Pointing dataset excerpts

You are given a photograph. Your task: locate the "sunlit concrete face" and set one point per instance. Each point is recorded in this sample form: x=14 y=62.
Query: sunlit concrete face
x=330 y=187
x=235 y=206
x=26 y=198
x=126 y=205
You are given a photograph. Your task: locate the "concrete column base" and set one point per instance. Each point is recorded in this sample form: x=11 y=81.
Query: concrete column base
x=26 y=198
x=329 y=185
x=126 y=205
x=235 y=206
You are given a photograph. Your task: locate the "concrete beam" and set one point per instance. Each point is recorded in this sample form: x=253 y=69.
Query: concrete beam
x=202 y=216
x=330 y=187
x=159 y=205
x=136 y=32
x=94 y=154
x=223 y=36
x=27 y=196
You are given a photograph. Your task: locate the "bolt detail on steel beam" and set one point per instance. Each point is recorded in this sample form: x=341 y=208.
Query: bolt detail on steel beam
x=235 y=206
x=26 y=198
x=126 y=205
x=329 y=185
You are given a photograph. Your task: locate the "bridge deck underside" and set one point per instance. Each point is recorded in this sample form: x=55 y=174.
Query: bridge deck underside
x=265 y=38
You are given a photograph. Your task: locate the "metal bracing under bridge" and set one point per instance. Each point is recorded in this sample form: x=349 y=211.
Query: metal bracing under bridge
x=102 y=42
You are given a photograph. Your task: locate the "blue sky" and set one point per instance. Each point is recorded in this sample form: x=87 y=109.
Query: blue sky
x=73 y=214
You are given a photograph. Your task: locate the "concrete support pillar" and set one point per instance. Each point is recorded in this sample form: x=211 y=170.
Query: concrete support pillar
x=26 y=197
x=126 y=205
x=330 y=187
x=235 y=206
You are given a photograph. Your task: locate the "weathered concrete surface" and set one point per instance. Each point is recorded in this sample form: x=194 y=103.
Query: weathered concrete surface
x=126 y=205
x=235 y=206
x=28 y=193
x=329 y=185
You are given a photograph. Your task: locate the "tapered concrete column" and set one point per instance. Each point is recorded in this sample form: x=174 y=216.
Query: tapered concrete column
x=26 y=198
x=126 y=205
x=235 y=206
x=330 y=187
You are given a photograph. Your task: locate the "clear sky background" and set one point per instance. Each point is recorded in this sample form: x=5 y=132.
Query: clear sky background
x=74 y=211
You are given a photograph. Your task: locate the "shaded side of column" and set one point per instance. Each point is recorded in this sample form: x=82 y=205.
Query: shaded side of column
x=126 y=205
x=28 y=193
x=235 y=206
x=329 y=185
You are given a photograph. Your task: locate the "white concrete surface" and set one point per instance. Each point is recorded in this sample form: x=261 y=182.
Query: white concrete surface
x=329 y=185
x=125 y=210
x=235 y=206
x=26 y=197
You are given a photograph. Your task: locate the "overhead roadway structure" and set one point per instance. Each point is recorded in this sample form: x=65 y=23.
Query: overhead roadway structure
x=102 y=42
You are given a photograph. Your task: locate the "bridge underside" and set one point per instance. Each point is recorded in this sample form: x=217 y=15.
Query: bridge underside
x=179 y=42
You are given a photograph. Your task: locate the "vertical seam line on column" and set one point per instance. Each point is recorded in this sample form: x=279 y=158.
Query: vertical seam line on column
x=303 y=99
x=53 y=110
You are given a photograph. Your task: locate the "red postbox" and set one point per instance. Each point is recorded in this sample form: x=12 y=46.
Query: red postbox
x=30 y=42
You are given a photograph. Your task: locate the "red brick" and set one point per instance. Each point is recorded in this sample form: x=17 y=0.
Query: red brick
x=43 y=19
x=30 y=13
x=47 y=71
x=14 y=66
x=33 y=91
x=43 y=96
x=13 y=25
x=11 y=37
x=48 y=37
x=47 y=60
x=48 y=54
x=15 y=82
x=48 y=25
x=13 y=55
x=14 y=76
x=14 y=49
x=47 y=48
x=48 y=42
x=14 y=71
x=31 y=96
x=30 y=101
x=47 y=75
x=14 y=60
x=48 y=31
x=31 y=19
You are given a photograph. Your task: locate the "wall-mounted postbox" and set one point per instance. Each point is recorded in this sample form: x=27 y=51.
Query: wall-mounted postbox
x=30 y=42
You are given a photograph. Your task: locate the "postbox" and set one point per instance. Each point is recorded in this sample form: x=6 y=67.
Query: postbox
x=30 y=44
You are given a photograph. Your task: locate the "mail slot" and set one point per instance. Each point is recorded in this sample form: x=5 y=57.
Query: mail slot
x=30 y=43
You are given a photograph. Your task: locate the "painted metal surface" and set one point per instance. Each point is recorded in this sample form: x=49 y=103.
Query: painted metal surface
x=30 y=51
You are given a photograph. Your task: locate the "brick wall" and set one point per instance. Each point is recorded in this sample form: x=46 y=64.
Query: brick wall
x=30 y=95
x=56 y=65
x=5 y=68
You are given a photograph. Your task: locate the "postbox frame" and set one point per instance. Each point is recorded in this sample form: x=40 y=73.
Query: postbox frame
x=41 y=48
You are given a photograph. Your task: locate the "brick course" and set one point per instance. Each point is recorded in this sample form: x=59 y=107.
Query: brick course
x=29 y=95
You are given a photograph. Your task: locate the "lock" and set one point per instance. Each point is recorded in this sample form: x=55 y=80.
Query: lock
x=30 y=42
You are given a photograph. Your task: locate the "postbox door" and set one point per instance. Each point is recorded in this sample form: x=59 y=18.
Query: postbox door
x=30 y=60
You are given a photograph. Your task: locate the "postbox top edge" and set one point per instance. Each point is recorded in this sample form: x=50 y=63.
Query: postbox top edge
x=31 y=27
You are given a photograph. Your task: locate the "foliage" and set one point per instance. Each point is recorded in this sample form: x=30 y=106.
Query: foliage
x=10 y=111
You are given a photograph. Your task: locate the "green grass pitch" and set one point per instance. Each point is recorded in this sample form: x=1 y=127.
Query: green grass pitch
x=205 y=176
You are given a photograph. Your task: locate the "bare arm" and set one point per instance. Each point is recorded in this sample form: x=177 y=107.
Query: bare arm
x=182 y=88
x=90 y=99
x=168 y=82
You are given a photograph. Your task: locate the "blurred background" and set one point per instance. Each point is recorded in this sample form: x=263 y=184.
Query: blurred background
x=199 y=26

| Aim of the exercise |
Please retype every one of the items above word for word, keeping their order.

| Response to this exercise |
You are given a photograph. Your task: locate the "sunlit concrete face" and set one point per instance. Each point is recorded in this sample form: x=14 y=62.
Query: sunlit concrete face
x=330 y=187
x=235 y=206
x=26 y=198
x=126 y=205
You are given a photograph. Your task: locate the "concrete column base" and set one point per instance. Each point is recorded in this sample form: x=11 y=81.
Query: concrete column base
x=26 y=198
x=329 y=185
x=126 y=205
x=235 y=206
You are given a photograph. Your task: locate the "concrete beam" and set one point per instance. Each point is recorded in this sample form: x=253 y=69.
Query: concrete beam
x=202 y=216
x=330 y=187
x=159 y=205
x=136 y=32
x=94 y=154
x=223 y=36
x=27 y=196
You are given a photograph. Your task: locate the "bolt detail on steel beam" and set one point per instance. Each point is recorded in this sample form: x=341 y=208.
Query: bolt detail on steel beam
x=235 y=206
x=26 y=198
x=126 y=205
x=329 y=185
You are given a photograph. Your task: locate the "bridge deck underside" and set one point per instance. Each point is recorded in this sample form: x=55 y=174.
Query: bridge deck underside
x=265 y=38
You are given a photograph. Your task: locate the "metal bracing under bridge" and set one point per instance. Each point is recorded in this sample form: x=349 y=211.
Query: metal bracing under bridge
x=102 y=42
You are given a photograph. Your task: locate the "blue sky" and set one point per instance. Each point is recorded in this sample form: x=87 y=109.
Query: blue sky
x=73 y=214
You are given a photograph. Your task: locate the "concrete support pillar" and set one point per instance. Each point is recorded in this sample form: x=211 y=170.
Query: concrete support pillar
x=26 y=197
x=126 y=205
x=330 y=187
x=235 y=206
You are given a photograph. Your task: locate the "weathered concrete surface" and set one point per instance. Each point is recorded in this sample form: x=194 y=103.
Query: weathered concrete surface
x=126 y=205
x=235 y=206
x=28 y=193
x=329 y=185
You are given a photograph. Your task: locate the "tapered concrete column" and set one point per instance. Each point is recorded in this sample form: x=174 y=216.
Query: tapered concrete column
x=26 y=198
x=126 y=205
x=235 y=206
x=330 y=187
You are given a photograph. Your task: locate the "clear sky background" and set one point per instance. Each point is recorded in this sample form: x=5 y=132.
Query: clear sky background
x=74 y=211
You are given a photograph. Your task: locate the "shaded side of column" and set one point per instance. Each point is recorded in this sample form: x=82 y=205.
Query: shaded side of column
x=126 y=205
x=28 y=193
x=235 y=206
x=329 y=185
You are given a photograph. Your task: locate the "white concrete surface" and set one point per instance. Each point is recorded in this sample form: x=261 y=182.
Query: white concrete surface
x=329 y=185
x=125 y=210
x=235 y=206
x=26 y=197
You are given a photograph. Your task: locate the "overhead roadway structure" and set one point per instance. Each point is recorded in this sample form: x=65 y=23.
Query: overhead roadway structure
x=102 y=42
You are given a photograph. Your task: locate the "bridge underside" and set one point per instance. Each point is recorded in this sample form: x=217 y=15.
Query: bridge underside
x=179 y=42
You are given a photograph. Your task: locate the "vertical seam line on column" and set one point per instance. Each point is recorded in this sample form: x=279 y=158.
Query: vertical seam line on column
x=303 y=99
x=53 y=110
You are given a photograph. Your task: locate the "red postbox" and set one point per instance. Each point is recorded in this sample form: x=12 y=46.
Query: red postbox
x=30 y=42
You are given a photograph. Your task: locate the "red brick" and set one point per instance. Each point is recorded in this sample form: x=17 y=0.
Query: red brick
x=43 y=19
x=30 y=13
x=47 y=71
x=14 y=66
x=33 y=91
x=43 y=96
x=13 y=25
x=11 y=37
x=48 y=37
x=47 y=60
x=48 y=54
x=15 y=82
x=48 y=25
x=13 y=55
x=14 y=76
x=14 y=49
x=47 y=48
x=48 y=42
x=14 y=71
x=31 y=96
x=30 y=101
x=47 y=75
x=14 y=60
x=48 y=31
x=31 y=19
You are given a photograph. Your task: locate the "wall-mounted postbox" and set one point per instance. Each point is recorded in this sample form: x=27 y=51.
Query: wall-mounted postbox
x=30 y=42
You are given a photograph. Your task: locate the "postbox" and set one point per instance. Each point is recorded in this sample form: x=6 y=67.
Query: postbox
x=30 y=44
You are given a photograph. Your task: locate the "mail slot" and set one point per instance. Each point is recorded in this sample form: x=5 y=57.
Query: mail slot
x=30 y=43
You are given a photograph. Your task: locate the "painted metal surface" and set one point per instance. Each point is recorded in this sample form: x=49 y=103.
Query: painted metal surface
x=30 y=51
You are given a photograph. Your task: locate the "brick wall" and set one point per instance. Each point is recorded in this sample form: x=46 y=64.
Query: brick wall
x=30 y=95
x=56 y=65
x=5 y=68
You are given a photograph. Your task: locate the "postbox frame" and set one point per instance. Each point is recorded in this sample form: x=40 y=73.
Query: postbox frame
x=41 y=48
You are given a photograph. Your task: locate the "brick course" and set one point per instance. Each point is recorded in this sample form: x=59 y=107.
Query: brick course
x=29 y=95
You are given a photograph. Your task: locate the "lock" and set one point per instance. Each point is recorded in this sample form: x=55 y=80.
Query: lock
x=30 y=42
You are given a photograph. Your task: locate the "postbox door" and set one point per instance. Each point is recorded in this sample form: x=59 y=18.
Query: postbox door
x=30 y=60
You are given a photograph. Your task: locate the "postbox top edge" and set one point per instance. Each point is recorded in this sample form: x=50 y=63.
Query: postbox top edge
x=31 y=27
You are given a photograph. Your task: locate the "foliage" and set one point per instance. Each point is recorded in this sample form: x=30 y=106.
Query: foliage
x=10 y=111
You are given a photograph. Your task: locate the "green grass pitch" and set one point per instance. Each point is recorded in this sample form: x=1 y=127.
Query: green grass pitch
x=205 y=176
You are given a photograph. Your task: locate the "bare arm" and set one point per instance. Each point is recorded in this sample form: x=177 y=107.
Query: bare arm
x=182 y=88
x=90 y=99
x=168 y=82
You are given a photograph. Your task: locate the "blurred background" and set one point per instance. Each point is recorded in this sample form: x=263 y=184.
Query: blurred background
x=199 y=26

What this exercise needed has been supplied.